## SUPPLIED DATA
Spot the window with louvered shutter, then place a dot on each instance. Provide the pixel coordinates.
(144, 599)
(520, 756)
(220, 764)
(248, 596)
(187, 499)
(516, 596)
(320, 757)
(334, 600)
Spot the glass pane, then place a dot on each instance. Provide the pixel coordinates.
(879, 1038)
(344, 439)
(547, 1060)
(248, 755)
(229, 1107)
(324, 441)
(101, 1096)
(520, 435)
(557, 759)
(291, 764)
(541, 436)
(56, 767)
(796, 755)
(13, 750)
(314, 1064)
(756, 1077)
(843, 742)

## TASK DESCRIPTION
Write out the rows above again, substituting "Locate" for every "Spot" and leaving everything else unchanged.

## ANSWER
Locate the window with louvered shutter, then place a dot on each instance. Provide the pixel coordinates.
(144, 599)
(520, 756)
(220, 764)
(248, 596)
(187, 499)
(516, 596)
(320, 757)
(334, 600)
Locate the glass pane, then place a dot on each instance. Provide the pixel coordinates.
(879, 1038)
(344, 439)
(547, 1060)
(248, 755)
(229, 1107)
(324, 441)
(101, 1096)
(520, 435)
(557, 759)
(291, 764)
(541, 436)
(56, 767)
(796, 755)
(13, 750)
(314, 1064)
(756, 1077)
(843, 742)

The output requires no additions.